- _What you will do_
a) According to the sailing book's description, what did the new volume use as its starting point, and what does it add to that earlier work? Answer in one to three sentences.
b) Say whether each statement agrees with the page about the sailing book, answering yes or no and quoting the words that decide it. (i) Roth has rounded Cape Horn three times. (ii) The eBook runs to 380 pages. (iii) Roth raced around the world singlehanded in the BOC Challenges of 1986 - 87 and 1990 - 91.
c) Continue the opening chapter of the sailing book, "The Pleasure and the Freedom," picking up after its final sentence.

- _Article_
-.-.-
A new classic from one of the world's most respected sailing authors

More than 35 years ago, Hal Roth quit his job as a journalist and went sailing. Since then, he's logged more than 200,000 sea miles. Along the way, Roth also has authored eight voyaging classics, including the 1978 bestseller After 50,000 Miles.

Taking that book as its starting point, this handsome new volume incorporates the new technologies and discoveries of the last quarter century along with another 150,000 miles of experience.

A compendium of mature, time-tested sea wisdom from one of the world's most respected sailing writers, How to Sail Around the World will tell the reader:

  • How to choose and equip a sailboat for long-distance cruising, with an emphasis on simplicity and a modest budget
  • How to plan and conduct a voyage anywhere in the world
  • How to master the arts of navigation, anchoring, and daily life aboard in exotic places
  • How to cope with storms at sea--the most complete and authoritative treatise on this critical topic ever published

Product Details

ISBN-13: 9780071778725
Publisher: McGraw Hill LLC
Publication date: 10/20/2003
Sold by: Barnes & Noble
Format: eBook
Pages: 480
File size: 13 MB
Note: This product may take a few minutes to download.

About the Author

Hal Roth has raced around the world singlehanded in the BOC Challenges of 1986 - 87 and 1990 - 91. He has crossed the Pacific five times, the Atlantic eleven times, and has rounded Cape Horn three times. In all he has logged 200,000 miles. He is the author of ten books of high adventure, including After 50,000 Miles, Two Against Cape Horn, Two on a Big Ocean, and Always a Distant Anchorage, which rank among the true classics of voyaging literature. A veteran journalist, Roth has written 400 articles for magazines.

Read an Excerpt

How to Sail Around The World

Advice and Ideas for Voyaging Under Sail
By Hal Roth

McGraw-Hill

Copyright © 2004 Hal Roth
All right reserved.

ISBN: 978-0-07-177872-5


Chapter One

The Pleasure and the Freedom

This book is for people who dream of taking small sailing yachts across oceans, who hope to make extended blue-water passages, and who plan to live aboard for long periods. Or said another way: it's for people who want to become high-mileage sailors and to exchange the near and safe for the distant and unknown.
-.-.-
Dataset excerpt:

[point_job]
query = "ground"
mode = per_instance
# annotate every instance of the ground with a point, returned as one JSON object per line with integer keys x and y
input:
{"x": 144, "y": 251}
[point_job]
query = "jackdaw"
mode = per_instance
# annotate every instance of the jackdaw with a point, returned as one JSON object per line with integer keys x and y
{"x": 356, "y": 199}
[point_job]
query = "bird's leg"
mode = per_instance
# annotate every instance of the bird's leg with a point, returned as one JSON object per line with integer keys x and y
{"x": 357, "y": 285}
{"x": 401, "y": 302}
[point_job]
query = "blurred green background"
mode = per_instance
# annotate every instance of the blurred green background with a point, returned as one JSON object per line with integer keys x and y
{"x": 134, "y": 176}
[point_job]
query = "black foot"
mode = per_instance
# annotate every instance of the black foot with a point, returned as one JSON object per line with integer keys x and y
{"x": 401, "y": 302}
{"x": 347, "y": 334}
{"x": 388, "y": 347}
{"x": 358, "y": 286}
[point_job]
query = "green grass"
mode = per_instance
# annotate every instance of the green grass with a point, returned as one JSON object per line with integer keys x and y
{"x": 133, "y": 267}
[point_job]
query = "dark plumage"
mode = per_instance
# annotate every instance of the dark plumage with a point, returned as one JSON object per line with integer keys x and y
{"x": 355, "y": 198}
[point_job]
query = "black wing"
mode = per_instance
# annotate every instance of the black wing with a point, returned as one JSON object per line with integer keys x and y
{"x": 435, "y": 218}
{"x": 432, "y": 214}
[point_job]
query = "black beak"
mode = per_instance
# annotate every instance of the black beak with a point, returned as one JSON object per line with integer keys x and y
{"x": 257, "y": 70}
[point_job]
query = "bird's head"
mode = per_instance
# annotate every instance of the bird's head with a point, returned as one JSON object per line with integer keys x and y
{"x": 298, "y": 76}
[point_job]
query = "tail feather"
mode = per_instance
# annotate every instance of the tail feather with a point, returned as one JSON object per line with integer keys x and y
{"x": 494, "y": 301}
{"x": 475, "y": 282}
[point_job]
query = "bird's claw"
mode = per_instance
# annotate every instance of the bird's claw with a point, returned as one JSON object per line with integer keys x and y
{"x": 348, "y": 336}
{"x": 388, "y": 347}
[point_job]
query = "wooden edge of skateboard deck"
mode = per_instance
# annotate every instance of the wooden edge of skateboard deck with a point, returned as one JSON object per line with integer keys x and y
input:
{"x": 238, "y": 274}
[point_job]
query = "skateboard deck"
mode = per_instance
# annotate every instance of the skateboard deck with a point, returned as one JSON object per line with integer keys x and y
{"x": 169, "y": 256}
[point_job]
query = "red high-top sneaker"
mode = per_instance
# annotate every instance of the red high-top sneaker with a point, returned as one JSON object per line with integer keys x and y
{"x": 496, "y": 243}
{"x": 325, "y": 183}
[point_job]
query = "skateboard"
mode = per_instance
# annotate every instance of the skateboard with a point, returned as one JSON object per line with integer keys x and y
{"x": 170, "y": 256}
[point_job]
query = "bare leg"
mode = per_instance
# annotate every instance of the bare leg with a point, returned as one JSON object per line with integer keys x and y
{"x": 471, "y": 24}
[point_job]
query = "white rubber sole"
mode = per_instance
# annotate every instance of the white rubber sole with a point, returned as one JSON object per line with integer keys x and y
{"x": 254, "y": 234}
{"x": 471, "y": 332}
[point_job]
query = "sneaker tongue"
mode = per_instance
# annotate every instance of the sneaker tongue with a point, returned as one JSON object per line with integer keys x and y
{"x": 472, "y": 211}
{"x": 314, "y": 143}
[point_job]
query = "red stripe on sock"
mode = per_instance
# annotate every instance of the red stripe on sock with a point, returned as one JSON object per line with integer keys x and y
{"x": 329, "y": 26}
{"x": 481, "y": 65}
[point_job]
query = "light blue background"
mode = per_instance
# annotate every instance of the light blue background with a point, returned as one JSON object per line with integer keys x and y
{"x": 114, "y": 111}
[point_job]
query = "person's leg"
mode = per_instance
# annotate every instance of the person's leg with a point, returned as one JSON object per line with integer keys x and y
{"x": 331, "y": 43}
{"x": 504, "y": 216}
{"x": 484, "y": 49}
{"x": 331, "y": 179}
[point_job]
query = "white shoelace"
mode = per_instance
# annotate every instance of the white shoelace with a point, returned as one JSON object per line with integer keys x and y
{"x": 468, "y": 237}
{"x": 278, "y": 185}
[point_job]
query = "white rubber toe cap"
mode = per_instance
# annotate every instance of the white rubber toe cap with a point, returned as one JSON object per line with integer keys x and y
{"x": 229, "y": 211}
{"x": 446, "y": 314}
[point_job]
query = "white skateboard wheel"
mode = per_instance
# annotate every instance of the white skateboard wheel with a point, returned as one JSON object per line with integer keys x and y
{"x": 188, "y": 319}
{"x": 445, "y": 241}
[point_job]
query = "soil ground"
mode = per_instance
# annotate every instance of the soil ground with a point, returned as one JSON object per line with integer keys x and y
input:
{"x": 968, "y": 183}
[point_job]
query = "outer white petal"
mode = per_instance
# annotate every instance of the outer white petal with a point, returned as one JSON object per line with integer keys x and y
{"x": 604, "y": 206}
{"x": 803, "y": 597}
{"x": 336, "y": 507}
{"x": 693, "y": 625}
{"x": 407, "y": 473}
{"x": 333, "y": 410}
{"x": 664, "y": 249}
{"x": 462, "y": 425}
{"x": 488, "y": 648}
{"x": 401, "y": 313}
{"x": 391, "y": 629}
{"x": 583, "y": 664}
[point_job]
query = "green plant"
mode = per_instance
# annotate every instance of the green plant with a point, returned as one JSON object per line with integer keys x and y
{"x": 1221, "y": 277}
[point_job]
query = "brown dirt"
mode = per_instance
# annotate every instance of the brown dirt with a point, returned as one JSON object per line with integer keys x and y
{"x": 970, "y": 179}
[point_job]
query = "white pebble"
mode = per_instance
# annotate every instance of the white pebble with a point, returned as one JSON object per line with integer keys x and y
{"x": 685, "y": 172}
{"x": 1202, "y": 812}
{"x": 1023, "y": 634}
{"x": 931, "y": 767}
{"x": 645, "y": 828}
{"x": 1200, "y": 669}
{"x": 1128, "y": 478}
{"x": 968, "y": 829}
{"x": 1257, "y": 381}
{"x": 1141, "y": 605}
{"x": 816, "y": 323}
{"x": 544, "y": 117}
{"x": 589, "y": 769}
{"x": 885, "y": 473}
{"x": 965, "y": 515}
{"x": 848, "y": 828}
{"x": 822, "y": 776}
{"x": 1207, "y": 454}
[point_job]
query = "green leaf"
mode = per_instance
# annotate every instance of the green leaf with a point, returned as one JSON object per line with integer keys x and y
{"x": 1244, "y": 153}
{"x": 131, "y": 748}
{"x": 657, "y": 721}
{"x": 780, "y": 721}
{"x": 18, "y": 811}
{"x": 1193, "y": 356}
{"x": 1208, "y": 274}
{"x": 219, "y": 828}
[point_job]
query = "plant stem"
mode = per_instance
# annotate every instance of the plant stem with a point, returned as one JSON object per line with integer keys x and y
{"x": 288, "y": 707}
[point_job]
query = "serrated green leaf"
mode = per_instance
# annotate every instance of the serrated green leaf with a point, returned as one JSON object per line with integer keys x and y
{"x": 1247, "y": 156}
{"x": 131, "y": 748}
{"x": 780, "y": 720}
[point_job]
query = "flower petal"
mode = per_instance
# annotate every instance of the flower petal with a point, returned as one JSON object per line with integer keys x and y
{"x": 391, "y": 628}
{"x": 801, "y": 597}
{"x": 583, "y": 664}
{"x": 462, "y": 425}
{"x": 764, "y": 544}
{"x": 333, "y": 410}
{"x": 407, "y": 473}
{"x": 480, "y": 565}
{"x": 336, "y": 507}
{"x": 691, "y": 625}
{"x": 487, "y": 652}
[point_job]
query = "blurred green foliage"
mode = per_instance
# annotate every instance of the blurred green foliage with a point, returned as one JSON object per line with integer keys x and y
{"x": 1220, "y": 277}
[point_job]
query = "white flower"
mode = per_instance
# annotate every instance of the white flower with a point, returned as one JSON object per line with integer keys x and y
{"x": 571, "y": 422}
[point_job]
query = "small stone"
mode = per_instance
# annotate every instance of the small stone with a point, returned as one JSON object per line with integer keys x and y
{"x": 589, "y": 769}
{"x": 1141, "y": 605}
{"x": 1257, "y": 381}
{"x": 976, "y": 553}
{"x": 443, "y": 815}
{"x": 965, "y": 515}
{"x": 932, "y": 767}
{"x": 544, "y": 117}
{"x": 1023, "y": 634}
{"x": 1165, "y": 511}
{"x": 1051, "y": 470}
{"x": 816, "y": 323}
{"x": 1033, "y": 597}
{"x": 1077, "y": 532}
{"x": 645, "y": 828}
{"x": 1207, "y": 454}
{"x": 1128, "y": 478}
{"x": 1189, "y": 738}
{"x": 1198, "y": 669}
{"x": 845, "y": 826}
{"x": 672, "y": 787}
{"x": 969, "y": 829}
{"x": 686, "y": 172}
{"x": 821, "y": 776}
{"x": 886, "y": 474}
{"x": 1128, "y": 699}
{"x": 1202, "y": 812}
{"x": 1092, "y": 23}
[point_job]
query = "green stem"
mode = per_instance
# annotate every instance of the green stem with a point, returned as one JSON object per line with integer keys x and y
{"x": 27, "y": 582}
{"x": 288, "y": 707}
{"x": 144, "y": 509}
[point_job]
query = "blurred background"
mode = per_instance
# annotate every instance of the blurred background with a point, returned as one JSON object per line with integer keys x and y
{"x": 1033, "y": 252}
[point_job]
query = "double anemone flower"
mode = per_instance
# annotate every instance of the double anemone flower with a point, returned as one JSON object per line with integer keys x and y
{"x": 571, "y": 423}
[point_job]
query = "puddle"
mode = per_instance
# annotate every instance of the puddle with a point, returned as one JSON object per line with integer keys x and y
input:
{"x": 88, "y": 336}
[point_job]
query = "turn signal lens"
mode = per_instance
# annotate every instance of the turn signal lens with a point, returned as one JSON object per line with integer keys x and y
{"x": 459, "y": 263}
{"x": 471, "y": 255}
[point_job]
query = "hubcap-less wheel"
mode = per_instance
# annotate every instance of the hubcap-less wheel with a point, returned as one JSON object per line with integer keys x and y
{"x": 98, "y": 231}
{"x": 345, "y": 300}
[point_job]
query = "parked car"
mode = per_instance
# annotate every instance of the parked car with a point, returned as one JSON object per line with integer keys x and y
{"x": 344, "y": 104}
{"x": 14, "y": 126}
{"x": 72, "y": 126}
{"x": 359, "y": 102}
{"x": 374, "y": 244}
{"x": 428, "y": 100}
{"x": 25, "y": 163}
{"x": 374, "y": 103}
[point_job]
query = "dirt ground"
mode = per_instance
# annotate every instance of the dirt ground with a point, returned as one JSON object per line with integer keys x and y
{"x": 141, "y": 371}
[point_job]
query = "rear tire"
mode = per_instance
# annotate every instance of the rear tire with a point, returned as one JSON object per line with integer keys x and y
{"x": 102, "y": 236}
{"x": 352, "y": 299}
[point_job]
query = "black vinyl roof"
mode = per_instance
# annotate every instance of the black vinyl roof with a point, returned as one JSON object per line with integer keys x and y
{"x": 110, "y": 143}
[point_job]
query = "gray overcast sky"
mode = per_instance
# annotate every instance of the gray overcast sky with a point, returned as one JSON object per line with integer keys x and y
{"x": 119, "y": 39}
-.-.-
- _Answers below_
a) The new volume starts from Roth's 1978 bestseller After 50,000 Miles. It adds the new technologies and discoveries of the last quarter century, along with another 150,000 miles of experience.

b)
(i) Yes: "has rounded Cape Horn three times."
(ii) No: "Pages: 480"
(iii) Yes: "Hal Roth has raced around the world singlehanded in the BOC Challenges of 1986 - 87 and 1990 - 91."

c)
Margaret and I have had a wonderful sailing life for more than thirty-five years. We've crossed all the oceans of the world and have sailed to a thousand foreign ports and anchorages. Yet it seems only yesterday that we elected to sail and earn our way with words and pictures while living aboard a 35-foot yacht.

The people we know in the business world have made far more money, but their riches could never buy the satisfaction that's come to us from all our experiences and the pleasure of making friends in so many places. I think of watching all those sunsets at sea and the excitement of putting together a small shelf of books about our voyages.

On our first trip we traveled across the Pacific from California to Tahiti, Samoa, the Gilbert Islands, and through the four main islands of Japan. Then to the Aleutian Islands, southeast Alaska, Canada's Queen Charlotte Islands, and back to California. Another time we sailed to the Galápagos Islands off the coast of Ecuador. Next we went to Peru, the Strait of Magellan, Tierra del Fuego, and Cape Horn. Finally to Buenos Aires, Uruguay, a dozen places in Brazil, a stop in Bermuda, and on to Nantucket Island.

Whisper sailing into Attu, the westernmost island of the Aleutians.

On a great voyage in the 1980s, we sailed from Maine to the Caribbean and through the Panama Canal to French Polynesia. We spent a month in the Tuamotu Archipelago, 72 gorgeous palm-clad slivers of coral and sand barely above the sea, where the people seem to be half fish, half human because they live so close to the water. We continued on to Vanuatu in the western Pacific, a place where kinky-haired Melanesian men wore little more than penis sheaths but spoke four languages and knew more about world politics than I did.

Sailing ever westward, we glided along the coast of the immense, rust-colored deserts of Northern Australia. We stopped at Thursday Island and bustling Darwin, where we met Australians and Aborigines. Two months later, on a silky Indian Ocean, we tiptoed along Indonesia's necklace of islands. We took public buses across lovely Bali, an oasis of green hills and oh-so-gentle people, where the driver would stop and worship at a roadside shrine for a few minutes while his passengers sat quietly. Margaret and I stopped at tiny Keeling-Cocos in the middle of the Indian Ocean. Then to the tropical Seychelle Islands off the east coast of Africa and on to Somalia and Yemen, our introduction to the Arab world.

The sail north in the Red Sea was hot, hard, and dusty. We stopped in Port Sudan to fill our water tanks, and 10 days later we passed through the Suez Canal into the Mediterranean.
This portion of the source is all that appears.